* [WHAT TO WORK ON]
Would you write out the entries below, every one of them, exactly?

* [RECORDS FOR THE TASK]
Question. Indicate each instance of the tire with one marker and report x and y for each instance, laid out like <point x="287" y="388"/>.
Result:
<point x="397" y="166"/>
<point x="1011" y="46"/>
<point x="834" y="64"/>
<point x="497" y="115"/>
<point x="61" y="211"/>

* [PROBLEM SOLUTION]
Question. Indicate each instance of the tire with one marker and report x and y for each instance, laid out like <point x="287" y="388"/>.
Result:
<point x="397" y="166"/>
<point x="1011" y="46"/>
<point x="834" y="64"/>
<point x="497" y="115"/>
<point x="61" y="211"/>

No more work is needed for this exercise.